## TEXTO EM ESTUDO
Enquanto o segundo maior produtor mundial de cacau continua a perder terras agrícolas para a mineração ilegal de ouro, os fabricantes de chocolate da Suíça estão despertando para esta ameaça ao fornecimento de sua matéria-prima.

Nativo da América Central e do Sul, o cacau atravessou os mares e virou um produto cultivado em grande escala no continente africano. Na porção ocidental do continente, o registro do primeiro cultivo de cacau data o ano de 1868. Segundo os arquivos do Royal Botanic Gardens em Kew, alguns cacaueiros plantados na propriedade da instituição de caridade missionária suíça Basel Mission em Akropongin cresciam vigorosos, no território que era então considerado a colônia da Coroa Britânica de Gold Coast. Hoje, países da África Ocidental como a Costa do Marfim e Gana são responsáveis por mais de 60% de todo cacau produzido no mundo. E, bem por isso, são nações conectadas à Suíça que é lembrada como país sinônimo de chocolate.

## CONJUNTO DE DADOS
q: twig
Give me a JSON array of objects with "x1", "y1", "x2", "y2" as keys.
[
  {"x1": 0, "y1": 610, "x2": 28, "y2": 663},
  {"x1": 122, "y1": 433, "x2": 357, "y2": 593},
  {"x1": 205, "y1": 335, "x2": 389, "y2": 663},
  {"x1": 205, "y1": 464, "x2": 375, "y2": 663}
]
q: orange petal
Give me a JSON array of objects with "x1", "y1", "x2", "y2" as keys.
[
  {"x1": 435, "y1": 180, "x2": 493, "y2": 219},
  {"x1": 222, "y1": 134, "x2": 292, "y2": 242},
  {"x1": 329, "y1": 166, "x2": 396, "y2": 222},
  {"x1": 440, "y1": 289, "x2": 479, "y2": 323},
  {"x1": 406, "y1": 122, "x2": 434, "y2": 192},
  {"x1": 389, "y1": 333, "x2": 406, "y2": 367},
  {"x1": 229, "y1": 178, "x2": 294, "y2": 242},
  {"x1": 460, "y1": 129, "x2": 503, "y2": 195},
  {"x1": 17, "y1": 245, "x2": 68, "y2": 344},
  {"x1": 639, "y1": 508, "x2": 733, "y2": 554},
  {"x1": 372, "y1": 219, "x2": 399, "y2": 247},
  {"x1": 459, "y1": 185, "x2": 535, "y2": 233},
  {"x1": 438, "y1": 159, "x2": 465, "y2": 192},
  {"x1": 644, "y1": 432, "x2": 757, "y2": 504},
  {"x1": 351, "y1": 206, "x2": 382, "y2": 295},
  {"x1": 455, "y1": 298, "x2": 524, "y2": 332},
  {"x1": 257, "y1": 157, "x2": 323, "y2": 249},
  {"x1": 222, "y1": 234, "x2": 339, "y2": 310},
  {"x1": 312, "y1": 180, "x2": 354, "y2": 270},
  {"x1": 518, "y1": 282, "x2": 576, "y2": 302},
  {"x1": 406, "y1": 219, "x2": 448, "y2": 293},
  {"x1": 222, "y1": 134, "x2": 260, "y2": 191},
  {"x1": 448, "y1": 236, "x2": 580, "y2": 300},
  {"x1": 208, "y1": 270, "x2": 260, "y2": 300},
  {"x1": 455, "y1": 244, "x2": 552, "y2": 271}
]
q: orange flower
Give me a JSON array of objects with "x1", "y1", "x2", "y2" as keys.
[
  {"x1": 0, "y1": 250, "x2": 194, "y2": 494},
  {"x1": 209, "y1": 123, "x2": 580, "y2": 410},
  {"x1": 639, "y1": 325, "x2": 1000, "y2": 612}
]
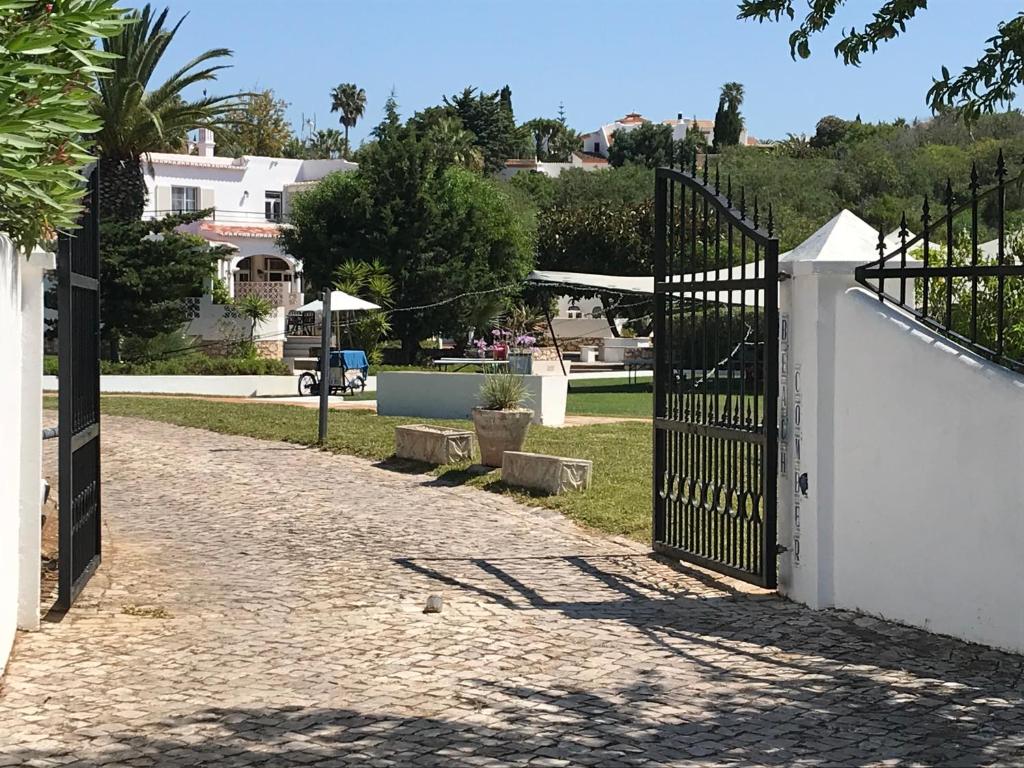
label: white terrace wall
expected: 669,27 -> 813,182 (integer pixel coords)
0,234 -> 52,673
778,211 -> 1024,652
834,289 -> 1024,651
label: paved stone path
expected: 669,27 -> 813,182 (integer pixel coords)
0,418 -> 1024,768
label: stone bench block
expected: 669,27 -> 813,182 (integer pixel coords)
502,451 -> 594,496
394,424 -> 473,464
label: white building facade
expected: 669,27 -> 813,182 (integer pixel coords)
143,129 -> 357,310
582,112 -> 757,158
498,152 -> 608,181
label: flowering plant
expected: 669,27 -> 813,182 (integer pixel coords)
513,334 -> 537,352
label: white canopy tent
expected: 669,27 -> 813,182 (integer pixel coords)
295,291 -> 380,314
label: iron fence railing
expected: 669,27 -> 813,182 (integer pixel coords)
856,152 -> 1024,373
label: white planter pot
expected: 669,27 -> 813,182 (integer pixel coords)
473,408 -> 534,467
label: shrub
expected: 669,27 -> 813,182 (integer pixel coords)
480,374 -> 529,411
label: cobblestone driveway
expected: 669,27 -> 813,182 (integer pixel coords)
0,418 -> 1024,768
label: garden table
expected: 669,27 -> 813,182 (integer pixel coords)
431,357 -> 509,371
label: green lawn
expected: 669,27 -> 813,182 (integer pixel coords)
59,392 -> 651,541
565,377 -> 654,419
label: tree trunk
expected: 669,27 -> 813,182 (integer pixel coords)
599,293 -> 621,339
401,333 -> 420,366
99,157 -> 145,221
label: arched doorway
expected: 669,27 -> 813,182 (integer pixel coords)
231,254 -> 302,307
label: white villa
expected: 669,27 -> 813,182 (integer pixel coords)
142,128 -> 358,358
498,152 -> 608,181
142,128 -> 357,309
583,112 -> 758,158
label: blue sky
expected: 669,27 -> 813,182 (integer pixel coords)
144,0 -> 1020,142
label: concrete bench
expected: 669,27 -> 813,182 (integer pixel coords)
502,451 -> 594,496
394,424 -> 473,464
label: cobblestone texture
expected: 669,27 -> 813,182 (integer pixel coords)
0,418 -> 1024,768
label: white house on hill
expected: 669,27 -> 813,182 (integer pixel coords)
143,129 -> 357,309
582,112 -> 757,158
498,152 -> 608,181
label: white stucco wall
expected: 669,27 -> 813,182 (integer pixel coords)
0,234 -> 52,672
377,371 -> 568,427
183,296 -> 288,341
42,375 -> 299,397
143,153 -> 357,224
0,236 -> 22,670
834,289 -> 1024,652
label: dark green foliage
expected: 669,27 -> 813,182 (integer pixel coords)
719,112 -> 1024,250
811,115 -> 850,150
521,118 -> 583,163
100,211 -> 228,359
93,4 -> 242,221
714,83 -> 743,152
283,104 -> 534,354
739,0 -> 1024,121
442,86 -> 523,173
608,123 -> 679,168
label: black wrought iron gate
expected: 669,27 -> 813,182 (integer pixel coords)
653,164 -> 778,587
55,170 -> 101,610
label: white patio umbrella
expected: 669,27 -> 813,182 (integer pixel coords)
295,291 -> 380,314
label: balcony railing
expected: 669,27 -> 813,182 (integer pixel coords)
234,282 -> 302,309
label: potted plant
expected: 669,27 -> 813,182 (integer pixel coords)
473,373 -> 534,467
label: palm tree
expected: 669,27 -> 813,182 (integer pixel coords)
722,83 -> 743,112
426,118 -> 483,171
93,5 -> 238,220
234,294 -> 273,345
331,83 -> 367,155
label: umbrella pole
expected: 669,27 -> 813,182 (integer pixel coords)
544,296 -> 568,376
316,288 -> 331,445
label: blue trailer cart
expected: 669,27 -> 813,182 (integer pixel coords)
299,349 -> 370,395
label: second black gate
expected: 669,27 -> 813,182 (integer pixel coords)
55,170 -> 101,610
653,165 -> 778,587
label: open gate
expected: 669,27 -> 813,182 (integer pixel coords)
55,169 -> 100,610
653,162 -> 778,587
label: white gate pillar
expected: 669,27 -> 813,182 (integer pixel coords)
778,210 -> 878,608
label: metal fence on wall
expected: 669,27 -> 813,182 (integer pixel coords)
856,152 -> 1024,373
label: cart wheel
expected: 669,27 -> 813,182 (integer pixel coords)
299,371 -> 318,396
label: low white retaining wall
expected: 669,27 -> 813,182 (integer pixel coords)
43,376 -> 299,397
377,371 -> 568,427
601,337 -> 651,362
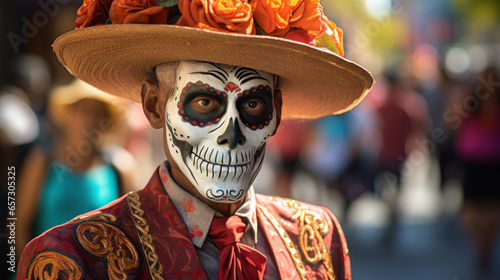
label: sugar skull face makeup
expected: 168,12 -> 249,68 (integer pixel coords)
161,61 -> 277,203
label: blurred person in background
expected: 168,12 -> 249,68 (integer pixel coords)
268,120 -> 312,197
376,69 -> 431,245
16,80 -> 134,258
305,110 -> 366,210
455,67 -> 500,272
0,86 -> 39,274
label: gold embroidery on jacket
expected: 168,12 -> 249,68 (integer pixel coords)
76,220 -> 139,279
283,200 -> 335,280
69,213 -> 116,224
257,205 -> 309,280
28,251 -> 83,280
127,192 -> 163,280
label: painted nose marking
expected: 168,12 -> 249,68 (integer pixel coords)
217,118 -> 246,149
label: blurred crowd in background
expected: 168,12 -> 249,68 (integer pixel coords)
0,0 -> 500,280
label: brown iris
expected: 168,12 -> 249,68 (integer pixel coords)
242,98 -> 266,117
189,95 -> 220,114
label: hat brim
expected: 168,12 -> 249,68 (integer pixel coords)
53,24 -> 374,119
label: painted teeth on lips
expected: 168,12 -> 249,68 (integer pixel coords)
193,146 -> 255,166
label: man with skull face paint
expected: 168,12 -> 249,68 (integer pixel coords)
17,0 -> 373,279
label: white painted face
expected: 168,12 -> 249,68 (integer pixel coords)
157,61 -> 277,203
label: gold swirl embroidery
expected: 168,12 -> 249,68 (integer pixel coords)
28,251 -> 83,280
283,200 -> 335,280
127,192 -> 163,280
76,221 -> 139,279
69,213 -> 116,224
257,205 -> 308,280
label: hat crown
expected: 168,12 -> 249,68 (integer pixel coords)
75,0 -> 344,56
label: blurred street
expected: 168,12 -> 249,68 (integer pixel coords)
255,153 -> 500,280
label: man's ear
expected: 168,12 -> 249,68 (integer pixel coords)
273,89 -> 283,135
141,80 -> 165,128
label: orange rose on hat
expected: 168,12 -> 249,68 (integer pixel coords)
54,0 -> 374,119
109,0 -> 169,24
75,0 -> 113,29
252,0 -> 327,39
176,0 -> 255,34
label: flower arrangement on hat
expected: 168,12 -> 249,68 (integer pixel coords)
75,0 -> 344,56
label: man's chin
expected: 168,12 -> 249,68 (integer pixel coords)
202,184 -> 248,203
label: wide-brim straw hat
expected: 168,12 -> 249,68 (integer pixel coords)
48,79 -> 125,129
53,0 -> 374,119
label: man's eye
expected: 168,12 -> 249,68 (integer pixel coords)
190,95 -> 220,114
243,98 -> 266,116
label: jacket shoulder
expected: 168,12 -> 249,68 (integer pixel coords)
256,194 -> 351,280
17,195 -> 140,279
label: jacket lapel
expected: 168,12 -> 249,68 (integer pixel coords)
139,169 -> 207,279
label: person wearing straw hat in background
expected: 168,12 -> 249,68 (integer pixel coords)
16,80 -> 137,258
17,0 -> 374,279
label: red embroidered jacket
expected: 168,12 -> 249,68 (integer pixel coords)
17,167 -> 351,280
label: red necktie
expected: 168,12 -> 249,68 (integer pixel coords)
208,216 -> 267,280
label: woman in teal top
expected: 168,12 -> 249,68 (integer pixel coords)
35,162 -> 119,235
16,80 -> 132,253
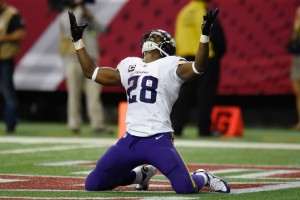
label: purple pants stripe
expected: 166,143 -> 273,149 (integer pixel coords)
85,133 -> 196,194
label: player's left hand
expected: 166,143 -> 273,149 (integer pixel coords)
202,8 -> 219,36
68,11 -> 89,42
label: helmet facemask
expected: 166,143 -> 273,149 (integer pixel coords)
140,29 -> 176,57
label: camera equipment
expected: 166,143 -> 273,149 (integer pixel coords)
48,0 -> 95,13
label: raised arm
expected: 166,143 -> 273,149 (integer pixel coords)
177,9 -> 219,81
69,12 -> 121,86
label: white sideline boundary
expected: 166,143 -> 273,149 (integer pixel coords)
0,136 -> 300,150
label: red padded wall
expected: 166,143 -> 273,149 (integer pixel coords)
101,0 -> 300,95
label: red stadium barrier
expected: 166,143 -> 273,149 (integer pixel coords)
211,106 -> 244,137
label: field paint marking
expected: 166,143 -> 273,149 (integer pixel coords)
230,182 -> 300,194
39,160 -> 89,166
0,178 -> 26,183
0,196 -> 198,200
226,170 -> 300,180
0,136 -> 300,150
0,144 -> 99,154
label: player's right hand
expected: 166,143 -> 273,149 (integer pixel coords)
68,11 -> 89,42
202,8 -> 219,36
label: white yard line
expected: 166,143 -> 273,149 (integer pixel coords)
0,136 -> 300,150
0,144 -> 104,155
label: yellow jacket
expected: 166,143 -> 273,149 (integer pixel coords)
174,0 -> 214,57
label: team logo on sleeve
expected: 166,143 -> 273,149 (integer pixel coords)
128,65 -> 136,72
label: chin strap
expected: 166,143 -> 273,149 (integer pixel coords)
142,41 -> 169,56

## INSTRUÇÕES DO EXERCÍCIO
1) Reescreva o trecho do texto sobre o cacau que começa com as palavras "Enquanto o segundo" e termina em "de sua matéria-prima.", trocando "fabricantes de chocolate" por "produtores de chocolate".
2) Segundo o texto sobre o cacau, de que ano é o registro do primeiro cultivo de cacau na porção ocidental da África?
3) Como seguiria o texto sobre o cacau? Escreva a continuação a partir da última frase apresentada.

## RESPOSTAS DAS TAREFAS
1)
Enquanto o segundo maior produtor mundial de cacau continua a perder terras agrícolas para a mineração ilegal de ouro, os produtores de chocolate da Suíça estão despertando para esta ameaça ao fornecimento de sua matéria-prima.

2) De 1868.

3)
Nos últimos anos, no entanto, o relacionamento entre os países produtores e compradores de cacau está permeado por tensões. A Costa do Marfim e Gana não estão mais satisfeitas com sua magra fatia de US $6 bilhões no jogo, considerando que a indústria de chocolate movimenta ao todo US $120 bilhões. Já a Suíça, acompanhada da União Europeia e dos EUA, está descontente com o desmatamento e o trabalho infantil promovido nas regiões produtoras de cacau da África Ocidental. Ambos os lados estão pressionando um ao outro para conseguir o que querem, mas o equilíbrio de poder ainda está fortemente distorcido a favor dos compradores de cacau em comparação com os países produtores de cacau. A receita combinada obtida pelos fabricantes suíços de chocolate Nestlé (apenas confeitaria), Lindt & Sprüngli e Barry Callebaut em 2021 foi mais três vezes maior que o valor dos grãos de cacau exportados pela Costa do Marfim e Gana no ano anterior. Como principais interessados, eles também estão moldando como será a produção de cacau no futuro.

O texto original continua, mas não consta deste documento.